WORK TO COMPLETE ->
All of the data below should be written out exactly.

PROVIDED INFORMATION ->
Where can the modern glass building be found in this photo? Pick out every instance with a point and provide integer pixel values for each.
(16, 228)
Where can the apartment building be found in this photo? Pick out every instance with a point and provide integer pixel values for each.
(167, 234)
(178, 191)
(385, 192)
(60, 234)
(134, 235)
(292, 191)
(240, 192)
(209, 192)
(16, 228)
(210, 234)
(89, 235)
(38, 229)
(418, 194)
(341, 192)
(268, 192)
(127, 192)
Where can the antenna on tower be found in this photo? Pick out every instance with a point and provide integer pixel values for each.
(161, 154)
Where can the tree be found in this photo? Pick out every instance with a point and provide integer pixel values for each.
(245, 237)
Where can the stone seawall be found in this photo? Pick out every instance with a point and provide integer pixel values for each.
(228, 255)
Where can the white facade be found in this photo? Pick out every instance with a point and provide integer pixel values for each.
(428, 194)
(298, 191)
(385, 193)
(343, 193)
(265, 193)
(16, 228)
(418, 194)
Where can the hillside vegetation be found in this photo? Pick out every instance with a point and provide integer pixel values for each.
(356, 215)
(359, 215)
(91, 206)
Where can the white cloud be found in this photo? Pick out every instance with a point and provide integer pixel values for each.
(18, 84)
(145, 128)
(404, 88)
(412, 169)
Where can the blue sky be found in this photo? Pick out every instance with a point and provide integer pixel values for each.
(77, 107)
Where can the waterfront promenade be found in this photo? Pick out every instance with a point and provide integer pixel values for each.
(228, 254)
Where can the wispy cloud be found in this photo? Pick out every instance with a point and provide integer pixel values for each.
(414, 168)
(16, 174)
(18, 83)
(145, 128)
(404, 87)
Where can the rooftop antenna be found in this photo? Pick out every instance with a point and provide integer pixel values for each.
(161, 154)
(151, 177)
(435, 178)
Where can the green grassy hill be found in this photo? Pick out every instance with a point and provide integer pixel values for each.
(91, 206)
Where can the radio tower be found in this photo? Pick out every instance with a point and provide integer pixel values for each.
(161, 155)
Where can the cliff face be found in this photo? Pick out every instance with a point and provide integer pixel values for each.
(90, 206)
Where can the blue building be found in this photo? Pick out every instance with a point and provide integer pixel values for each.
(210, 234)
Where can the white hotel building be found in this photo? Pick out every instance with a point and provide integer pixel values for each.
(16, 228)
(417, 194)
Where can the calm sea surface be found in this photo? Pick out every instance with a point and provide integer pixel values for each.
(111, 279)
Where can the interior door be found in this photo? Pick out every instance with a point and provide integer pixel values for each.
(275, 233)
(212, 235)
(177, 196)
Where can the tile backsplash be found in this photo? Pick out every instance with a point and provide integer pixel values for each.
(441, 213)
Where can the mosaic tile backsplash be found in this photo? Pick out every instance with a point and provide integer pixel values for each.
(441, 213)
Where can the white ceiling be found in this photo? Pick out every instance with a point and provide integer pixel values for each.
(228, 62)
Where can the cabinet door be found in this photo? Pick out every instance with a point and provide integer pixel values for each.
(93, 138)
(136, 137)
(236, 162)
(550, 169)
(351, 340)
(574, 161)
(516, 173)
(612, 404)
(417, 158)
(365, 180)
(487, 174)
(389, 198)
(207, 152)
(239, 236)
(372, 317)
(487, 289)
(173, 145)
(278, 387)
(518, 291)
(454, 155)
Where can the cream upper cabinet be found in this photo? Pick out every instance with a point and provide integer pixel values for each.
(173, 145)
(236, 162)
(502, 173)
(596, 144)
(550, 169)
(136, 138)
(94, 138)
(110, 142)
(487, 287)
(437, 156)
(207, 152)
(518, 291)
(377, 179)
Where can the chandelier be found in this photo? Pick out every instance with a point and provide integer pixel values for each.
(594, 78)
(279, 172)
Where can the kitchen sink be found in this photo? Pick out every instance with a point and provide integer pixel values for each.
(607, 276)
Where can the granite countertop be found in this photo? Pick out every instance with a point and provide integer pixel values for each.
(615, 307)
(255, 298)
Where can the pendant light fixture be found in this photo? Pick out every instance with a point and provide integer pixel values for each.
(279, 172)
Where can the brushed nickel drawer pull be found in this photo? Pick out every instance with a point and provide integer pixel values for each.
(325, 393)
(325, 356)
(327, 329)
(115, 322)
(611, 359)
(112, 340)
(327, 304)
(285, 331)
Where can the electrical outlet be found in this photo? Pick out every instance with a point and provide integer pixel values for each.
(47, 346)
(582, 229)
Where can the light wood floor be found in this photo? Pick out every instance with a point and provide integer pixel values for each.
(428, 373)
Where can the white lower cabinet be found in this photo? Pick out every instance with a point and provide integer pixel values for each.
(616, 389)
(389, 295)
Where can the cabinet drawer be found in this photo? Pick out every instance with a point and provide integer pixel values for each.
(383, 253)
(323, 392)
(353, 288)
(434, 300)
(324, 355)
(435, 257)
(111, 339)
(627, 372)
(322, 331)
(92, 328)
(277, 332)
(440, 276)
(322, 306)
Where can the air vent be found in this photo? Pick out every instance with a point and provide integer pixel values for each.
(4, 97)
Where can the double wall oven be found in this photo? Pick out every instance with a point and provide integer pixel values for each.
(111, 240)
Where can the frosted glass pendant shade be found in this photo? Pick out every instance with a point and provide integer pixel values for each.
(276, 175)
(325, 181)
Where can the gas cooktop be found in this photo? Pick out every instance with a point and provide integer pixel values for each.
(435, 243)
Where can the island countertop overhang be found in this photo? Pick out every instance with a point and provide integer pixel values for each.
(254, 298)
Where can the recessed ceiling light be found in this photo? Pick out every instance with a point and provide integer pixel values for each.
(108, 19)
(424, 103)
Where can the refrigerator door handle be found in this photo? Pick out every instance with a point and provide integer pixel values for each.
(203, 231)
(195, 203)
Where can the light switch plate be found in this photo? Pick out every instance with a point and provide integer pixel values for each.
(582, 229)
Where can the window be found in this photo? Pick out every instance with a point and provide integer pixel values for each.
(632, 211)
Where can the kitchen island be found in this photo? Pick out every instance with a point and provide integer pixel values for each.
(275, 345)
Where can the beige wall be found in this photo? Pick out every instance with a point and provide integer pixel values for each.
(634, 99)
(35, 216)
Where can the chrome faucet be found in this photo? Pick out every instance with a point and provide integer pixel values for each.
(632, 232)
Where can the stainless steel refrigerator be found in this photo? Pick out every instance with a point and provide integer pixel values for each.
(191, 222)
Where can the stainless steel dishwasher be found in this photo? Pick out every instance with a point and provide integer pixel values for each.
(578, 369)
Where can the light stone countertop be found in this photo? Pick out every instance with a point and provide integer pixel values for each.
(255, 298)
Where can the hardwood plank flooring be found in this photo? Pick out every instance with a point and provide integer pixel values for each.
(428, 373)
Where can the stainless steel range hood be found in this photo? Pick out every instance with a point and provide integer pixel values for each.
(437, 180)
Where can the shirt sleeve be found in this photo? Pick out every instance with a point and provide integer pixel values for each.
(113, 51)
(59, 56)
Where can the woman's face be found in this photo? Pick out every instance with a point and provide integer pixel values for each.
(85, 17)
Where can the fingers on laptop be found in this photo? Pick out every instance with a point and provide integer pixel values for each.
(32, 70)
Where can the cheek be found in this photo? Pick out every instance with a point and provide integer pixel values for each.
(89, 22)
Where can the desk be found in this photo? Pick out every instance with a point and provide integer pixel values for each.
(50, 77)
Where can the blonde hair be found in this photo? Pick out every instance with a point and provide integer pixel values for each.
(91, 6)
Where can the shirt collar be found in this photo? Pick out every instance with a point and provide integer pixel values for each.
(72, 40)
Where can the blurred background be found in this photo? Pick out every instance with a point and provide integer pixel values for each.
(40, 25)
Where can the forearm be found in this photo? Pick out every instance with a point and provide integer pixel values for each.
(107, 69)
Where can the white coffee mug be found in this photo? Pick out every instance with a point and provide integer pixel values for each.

REPLY TO THE TASK ->
Where can the modern glass building be found in this photo? Pick out every instance with a point and provide integer pixel values for each.
(16, 228)
Where can the apartment building be found in this photo? Pick out every instance with a point and provide integer pixel values for each.
(167, 234)
(178, 191)
(385, 192)
(60, 234)
(134, 235)
(292, 191)
(240, 192)
(209, 192)
(16, 228)
(210, 234)
(89, 235)
(38, 229)
(418, 194)
(341, 192)
(268, 192)
(127, 192)
Where can the antenna on tower be found in this photo? Pick out every instance with a point and provide integer pixel values for each.
(161, 154)
Where can the tree be found in this photo? Pick out every instance with a point and provide integer pixel values for each.
(245, 237)
Where can the stone seawall be found in this photo? Pick out every instance with a point and provide integer pixel values for each.
(228, 255)
Where can the white facade be found in this photo? Pick out every instance with a point and provide integer pixel values for each.
(428, 194)
(298, 191)
(385, 193)
(343, 193)
(265, 193)
(16, 228)
(418, 194)
Where can the hillside vegetation be found in this photo? Pick out every instance with a point and provide integer pixel values for each.
(356, 215)
(359, 215)
(91, 206)
Where can the white cloud be found in this photo? Pick out every instance with a point and provide integer pixel values for each.
(18, 84)
(145, 128)
(404, 88)
(412, 169)
Where can the blue sky be found in this photo? Pick out every instance with a point and provide integer pixel values for each.
(77, 107)
Where can the waterfront promenade be found in this photo? Pick out every instance with a point and provide integer pixel values for each.
(228, 254)
Where can the wispy cloud be found in this photo? Pick out every instance with a point and provide integer pixel values for each.
(414, 168)
(16, 174)
(18, 83)
(145, 128)
(404, 87)
Where can the rooftop antenna be found in this photo? Pick out every instance with a point and provide integer pixel values for each.
(161, 154)
(151, 177)
(435, 178)
Where can the green grassy hill be found in this photo? Pick out every instance with a point and provide integer pixel values for each.
(91, 206)
Where can the radio tower be found in this photo? Pick out every instance with a point and provide integer pixel values for each.
(161, 155)
Where can the cliff face be found in this photo? Pick out every instance with a point and provide integer pixel values for each.
(90, 206)
Where can the blue building be found in this photo? Pick out every instance with a point and provide integer pixel values for each.
(210, 234)
Where can the white hotel building be found in this photo? Pick out every instance with a point and provide integer pixel values for each.
(16, 228)
(417, 194)
Where can the calm sea surface be found in this photo? Pick out every instance with a point and provide integer pixel values for each.
(111, 279)
Where can the interior door be found in this photo? Pick out every instance with a point and provide integer pixel values for each.
(275, 233)
(212, 235)
(177, 196)
Where can the tile backsplash be found in this photo? Pick out every instance with a point and provide integer pixel values for each.
(441, 213)
Where can the mosaic tile backsplash be found in this photo? Pick out every instance with a point and provide integer pixel values for each.
(441, 213)
Where can the white ceiling be found in this photo? Pick out every instance with a point and provide integer pixel values for each.
(228, 62)
Where can the cabinet door be found in this photo? Pick out every instance with a point and provide integer pixel values for each.
(93, 138)
(136, 137)
(236, 162)
(550, 169)
(351, 340)
(574, 161)
(516, 173)
(612, 404)
(417, 158)
(365, 180)
(487, 174)
(389, 198)
(207, 152)
(239, 236)
(372, 317)
(487, 289)
(173, 145)
(278, 387)
(518, 291)
(454, 155)
Where can the cream upper cabinet be found in this photo? Pick out every instance with a point and provide integer pixel values for each.
(173, 145)
(236, 162)
(502, 173)
(596, 144)
(550, 169)
(136, 138)
(94, 138)
(110, 142)
(487, 287)
(437, 156)
(207, 152)
(518, 291)
(377, 179)
Where can the chandelier be found in this photo? Pick out every instance with a point and provide integer pixel values for each.
(594, 78)
(279, 172)
Where can the kitchen sink be found in this photo? Pick out every instance with a point and provide integer pixel values for each.
(607, 276)
Where can the granite countertop be found in this photo? Pick out every instance with a point and provide integer pixel values for each.
(615, 307)
(255, 298)
Where can the pendant light fixture be found in this photo? Pick out every instance with a point and provide integer pixel values for each.
(279, 172)
Where can the brushed nickel drawer pull be found in this photo? Pick out every instance with a point and provide integer pixel values for each.
(325, 393)
(325, 356)
(327, 329)
(115, 322)
(611, 359)
(112, 340)
(327, 304)
(285, 331)
Where can the electrical outlet be found in this photo? Pick out every instance with a point and provide integer pixel values for each.
(47, 346)
(582, 229)
Where can the light wood floor be found in this photo? Pick out every instance with a point and provide integer pixel values for each.
(428, 373)
Where can the white lower cabinet be found in this photo? Pick out every instance with a point and provide integer pixel values for each.
(616, 389)
(389, 295)
Where can the cabinet drawer be found in this photo? Pick out every instance with a point and provide integer pixel values for each.
(383, 253)
(323, 392)
(353, 288)
(434, 300)
(324, 355)
(435, 257)
(111, 339)
(627, 372)
(322, 331)
(92, 328)
(277, 332)
(440, 276)
(322, 306)
Where can the air vent be found in this photo? Pick out every instance with a point and provide integer pixel values for each.
(4, 97)
Where can the double wall oven be found in this photo? Pick out every instance with a point and provide integer pixel values for each.
(111, 240)
Where can the frosted glass pendant shade be found in this photo? Pick out every instance with a point and provide integer pixel values for each.
(276, 175)
(325, 181)
Where can the gas cooktop be found in this photo? Pick out every instance with a point and provide integer pixel values for each.
(435, 243)
Where can the island countertop overhang be found in this photo? Pick out every instance with a point and provide integer pixel values for each.
(254, 298)
Where can the recessed ceiling light be found in this photo? Pick out every instance with a point and provide integer pixel values for each.
(108, 19)
(424, 103)
Where can the refrigerator door handle be found in this photo? Pick out every instance with a point and provide integer pixel values for each.
(203, 231)
(195, 203)
Where can the light switch plate be found in this photo? Pick out every instance with a point and provide integer pixel values for each.
(582, 229)
Where can the window be found in this photo? Pick out every instance with a point and provide integer pixel values for each.
(632, 211)
Where can the kitchen island be found in this photo? Pick out every instance with a point and provide integer pixel values for each.
(275, 345)
Where can the beige wall be found in this photo? Pick out every instance with a point and provide integer pixel values for each.
(634, 99)
(35, 216)
Where can the chrome faucet be found in this photo? Pick out every instance with a point and provide integer pixel values for each.
(632, 232)
Where can the stainless steel refrigerator be found in this photo? Pick out every instance with a point and provide integer pixel values for each.
(191, 222)
Where can the stainless steel dishwasher be found in this photo? Pick out every instance with a point and provide integer pixel values for each.
(578, 369)
Where can the light stone countertop be found in this photo? Pick out every instance with a point and provide integer pixel values for each.
(255, 298)
Where can the hardwood plank flooring be found in this photo? Pick out every instance with a point and provide integer pixel values for each.
(428, 373)
Where can the stainless steel range hood be found in this photo? Pick out every instance with a point and provide integer pixel values for each.
(437, 180)
Where can the shirt sleeve be found in this photo? Pick out every instance with a point and provide integer pixel values for each.
(113, 51)
(59, 56)
Where can the woman's face be found in this photo? Pick out every instance with a point and provide integer pixel values for each.
(85, 17)
Where can the fingers on laptop be found in this photo? Pick out every instance with a point and provide integer pixel values for each.
(32, 70)
Where can the cheek be found in this photo? Pick out every instance with a point and provide integer pixel values for each.
(89, 22)
Where can the desk be found in this photo? Pick out every instance with a point and provide integer pixel values for each.
(50, 77)
Where can the blonde hair be found in this photo? Pick out every instance with a point and provide integer pixel values for each.
(91, 6)
Where can the shirt collar be found in this photo? Pick out every instance with a point and provide integer pixel values for each.
(72, 40)
Where can the blurred background be found in this photo? Pick out every instance with a point and provide integer pixel values for each.
(40, 25)
Where can the forearm be found in this photo? Pick out every instance with a point and provide integer pixel values for each.
(107, 69)
Where can the white coffee mug be found in this photo? Pick out every instance with a point and provide integer pixel values for each.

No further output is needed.